- Goal of the exercise
Write the lines below as a numbered list, skipping any blank lines. Leave the pictures out of your answer.

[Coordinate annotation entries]
-- -- --

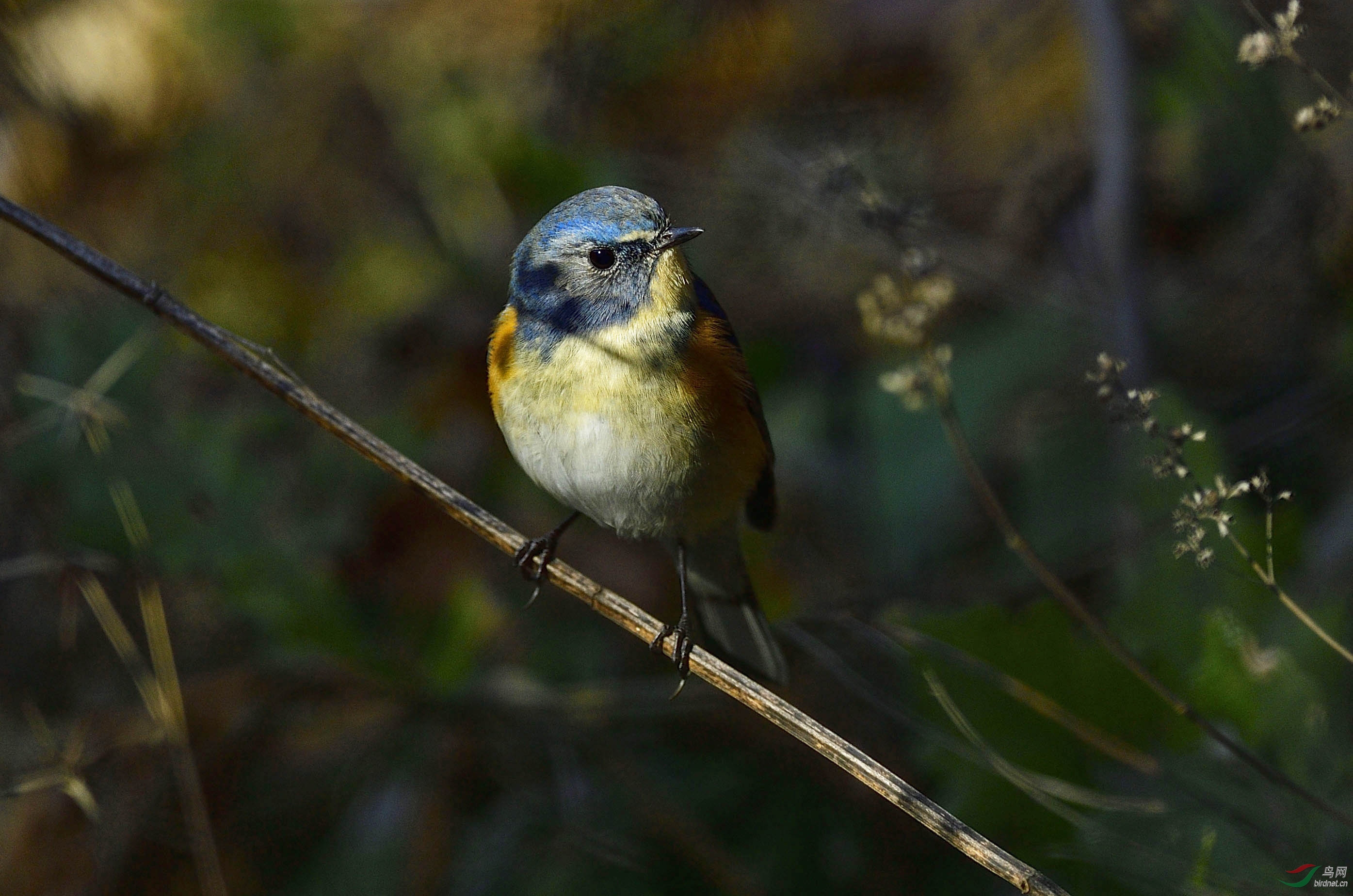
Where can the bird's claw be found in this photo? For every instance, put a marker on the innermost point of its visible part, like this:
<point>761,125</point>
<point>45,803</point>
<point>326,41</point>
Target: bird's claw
<point>540,550</point>
<point>682,646</point>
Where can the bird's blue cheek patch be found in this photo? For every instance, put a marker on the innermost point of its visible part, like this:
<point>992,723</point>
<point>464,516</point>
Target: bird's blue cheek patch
<point>548,312</point>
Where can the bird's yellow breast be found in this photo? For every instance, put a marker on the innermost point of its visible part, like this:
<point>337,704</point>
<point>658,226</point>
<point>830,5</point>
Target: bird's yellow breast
<point>644,425</point>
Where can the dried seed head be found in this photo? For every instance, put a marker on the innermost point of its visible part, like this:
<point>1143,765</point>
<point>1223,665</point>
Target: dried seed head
<point>1257,49</point>
<point>1317,115</point>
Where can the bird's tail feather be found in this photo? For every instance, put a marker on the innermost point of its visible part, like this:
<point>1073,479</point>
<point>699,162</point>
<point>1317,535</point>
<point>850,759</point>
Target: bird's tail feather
<point>727,607</point>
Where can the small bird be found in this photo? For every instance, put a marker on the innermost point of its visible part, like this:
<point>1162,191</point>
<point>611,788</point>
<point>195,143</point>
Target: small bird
<point>622,390</point>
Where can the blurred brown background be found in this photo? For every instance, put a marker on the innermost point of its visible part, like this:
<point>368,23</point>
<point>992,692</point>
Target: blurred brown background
<point>372,711</point>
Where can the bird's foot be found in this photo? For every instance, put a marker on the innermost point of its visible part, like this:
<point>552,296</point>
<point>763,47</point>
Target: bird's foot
<point>542,551</point>
<point>682,646</point>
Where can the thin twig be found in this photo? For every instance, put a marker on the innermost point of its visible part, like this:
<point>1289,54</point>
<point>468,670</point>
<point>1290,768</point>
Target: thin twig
<point>502,536</point>
<point>1016,543</point>
<point>1292,56</point>
<point>1271,584</point>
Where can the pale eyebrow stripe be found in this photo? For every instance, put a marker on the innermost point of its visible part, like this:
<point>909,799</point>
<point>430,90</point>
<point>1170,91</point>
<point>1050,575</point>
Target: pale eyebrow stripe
<point>636,236</point>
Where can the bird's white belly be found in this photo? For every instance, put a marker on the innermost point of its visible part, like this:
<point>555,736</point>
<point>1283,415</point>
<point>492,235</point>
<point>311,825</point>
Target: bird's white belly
<point>619,446</point>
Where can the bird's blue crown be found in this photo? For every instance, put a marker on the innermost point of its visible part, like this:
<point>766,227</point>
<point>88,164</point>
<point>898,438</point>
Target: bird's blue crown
<point>588,264</point>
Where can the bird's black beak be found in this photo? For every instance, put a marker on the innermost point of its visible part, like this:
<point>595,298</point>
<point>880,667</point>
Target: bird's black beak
<point>678,236</point>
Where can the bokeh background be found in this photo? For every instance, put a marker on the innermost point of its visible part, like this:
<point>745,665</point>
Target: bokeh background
<point>372,710</point>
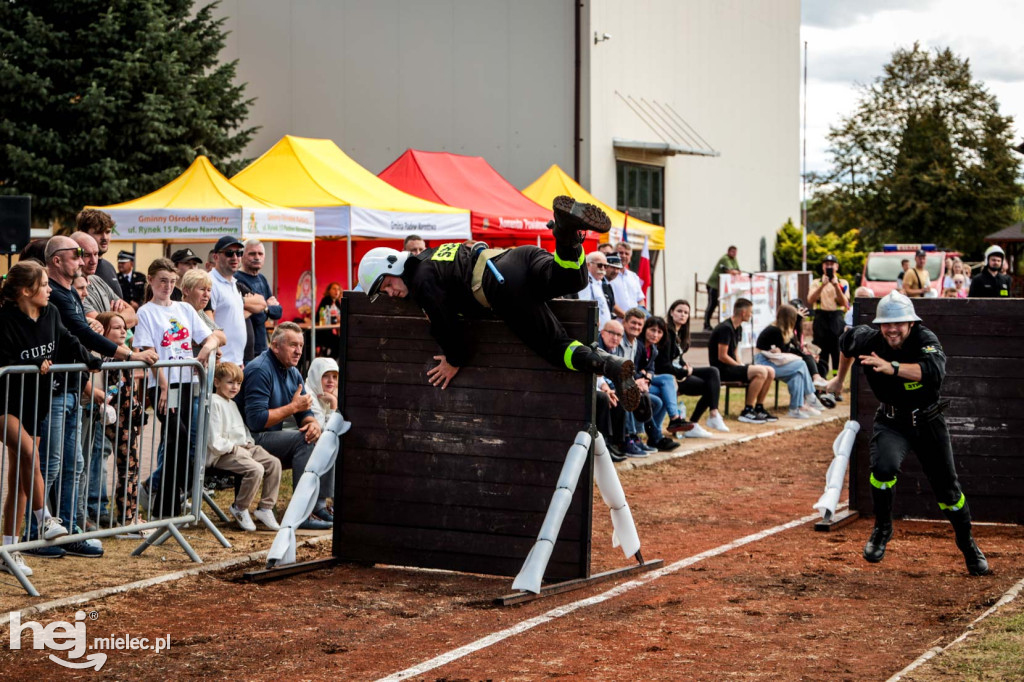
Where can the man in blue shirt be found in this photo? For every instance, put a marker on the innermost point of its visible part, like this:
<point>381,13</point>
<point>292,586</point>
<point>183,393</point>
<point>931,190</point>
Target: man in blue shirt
<point>273,391</point>
<point>249,274</point>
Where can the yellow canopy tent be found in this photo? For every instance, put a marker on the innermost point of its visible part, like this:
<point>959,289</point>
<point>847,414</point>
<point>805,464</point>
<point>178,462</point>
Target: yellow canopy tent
<point>202,205</point>
<point>348,200</point>
<point>555,181</point>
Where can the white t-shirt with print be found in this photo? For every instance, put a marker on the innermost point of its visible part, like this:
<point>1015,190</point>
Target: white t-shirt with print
<point>228,312</point>
<point>171,330</point>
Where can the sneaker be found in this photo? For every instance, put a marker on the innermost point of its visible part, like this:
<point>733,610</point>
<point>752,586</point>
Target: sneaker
<point>678,425</point>
<point>53,528</point>
<point>242,516</point>
<point>667,444</point>
<point>697,432</point>
<point>265,516</point>
<point>749,416</point>
<point>90,549</point>
<point>19,560</point>
<point>645,446</point>
<point>716,422</point>
<point>633,449</point>
<point>313,523</point>
<point>52,552</point>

-- -- --

- Output for this exercise
1. Where can the bird's claw be found in this photo? For every instance, put a marker on the innermost point of its visible part, like this:
2. <point>761,125</point>
3. <point>45,803</point>
4. <point>326,41</point>
5. Target: bird's claw
6. <point>540,550</point>
7. <point>682,646</point>
8. Where can the bird's blue cheek patch be found in this photo? For every instance, put a marker on the innermost point of its visible part, like this:
9. <point>992,723</point>
10. <point>464,516</point>
11. Target: bird's blue cheek patch
12. <point>548,312</point>
13. Where can the bird's yellow breast be found in this photo? For every instance, put a marker on the innermost point of its visible part, like this:
14. <point>337,704</point>
15. <point>658,226</point>
16. <point>830,5</point>
17. Target: bird's yellow breast
18. <point>644,425</point>
19. Where can the dried seed head be found in this photo? For every instance, put a marker on the innermost point of its visible part, like this:
20. <point>1143,765</point>
21. <point>1223,665</point>
22. Target: dried seed head
23. <point>1257,49</point>
24. <point>1317,115</point>
25. Where can the bird's tail feather be found in this photo? For every instance, put a marker on the innermost point of its visible part, like this:
26. <point>1073,479</point>
27. <point>699,162</point>
28. <point>1317,535</point>
29. <point>850,759</point>
30. Target: bird's tail feather
31. <point>727,607</point>
32. Where can the small bird be found in this photo? For every instance, put a marker on the innermost point of its visible part, like this:
33. <point>1162,191</point>
34. <point>611,788</point>
35. <point>195,143</point>
36. Target: small bird
37. <point>622,390</point>
38. Where can the blurred brown background be found in this photo? For every instance, put a marker on the innermost point of its visible part, like this:
39. <point>368,23</point>
40. <point>992,692</point>
41. Target: blurred brown background
42. <point>372,711</point>
43. Where can the bird's foot be found in this photo? For every instance, put a marker on the innermost point of its visible part, like this:
44. <point>552,296</point>
45. <point>763,47</point>
46. Target: bird's foot
47. <point>542,551</point>
48. <point>682,646</point>
49. Where can the thin twig be found in this photo? For every instance, put a marker on the innermost point of its visible part, like this:
50. <point>1289,54</point>
51. <point>468,670</point>
52. <point>1290,768</point>
53. Target: thin twig
54. <point>502,536</point>
55. <point>1016,543</point>
56. <point>1292,56</point>
57. <point>1271,584</point>
58. Where can the pale eyebrow stripe be found in this photo? For every instance, put a marker on the innermost point of its visible part, like this:
59. <point>909,799</point>
60. <point>430,90</point>
61. <point>1170,91</point>
62. <point>1050,575</point>
63. Target: pale eyebrow stripe
64. <point>636,236</point>
65. Where can the bird's white belly be found in this photo? For every instance, put a marker on the innermost point of its visible part, like this:
66. <point>555,736</point>
67. <point>1283,415</point>
68. <point>492,235</point>
69. <point>311,825</point>
70. Target: bird's white belly
71. <point>619,446</point>
72. Where can the bird's blue crown be found in this photo? For every instance, put a marker on the innermost point of its visible part, like this:
73. <point>766,227</point>
74. <point>88,164</point>
75. <point>898,438</point>
76. Target: bird's blue crown
77. <point>588,264</point>
78. Where can the bird's black beak be found in this photo? For every instance, put a marker on the innermost point of its visible part, like this:
79. <point>595,298</point>
80. <point>880,667</point>
81. Target: bird's black beak
82. <point>678,236</point>
83. Where can the bokeh background be found in this photo? For every instance, put a marker on the innermost point of its visible part, like this:
84. <point>745,665</point>
85. Target: bokeh background
86. <point>372,710</point>
87. Where can the man in blue shirt be found in this photo? For every instance, put a marker on the innermost point of its visible part, like this:
88. <point>381,13</point>
89. <point>292,586</point>
90. <point>183,393</point>
91. <point>931,190</point>
92. Target: man in blue shirt
93. <point>273,391</point>
94. <point>249,274</point>
95. Where can the yellow canopy tent be found in this photo? For every instance, put a marker on the innermost point of its visible part, like this:
96. <point>959,289</point>
97. <point>847,414</point>
98. <point>805,464</point>
99. <point>178,462</point>
100. Target: yellow canopy tent
101. <point>202,205</point>
102. <point>348,200</point>
103. <point>555,181</point>
104. Where can the white t-shirt with print be found in this photo? For every instance, put a marker on the innermost point of its visible part, like this:
105. <point>1015,190</point>
106. Target: white t-shirt with print
107. <point>228,312</point>
108. <point>171,330</point>
109. Where can the sneaker be found in this photo? For every instance, put a marker on the innermost point of its visible part, like this:
110. <point>733,610</point>
111. <point>752,586</point>
112. Target: sneaker
113. <point>678,425</point>
114. <point>53,528</point>
115. <point>242,516</point>
116. <point>667,444</point>
117. <point>697,432</point>
118. <point>265,516</point>
119. <point>749,416</point>
120. <point>90,549</point>
121. <point>19,560</point>
122. <point>645,446</point>
123. <point>716,422</point>
124. <point>633,449</point>
125. <point>313,523</point>
126. <point>52,552</point>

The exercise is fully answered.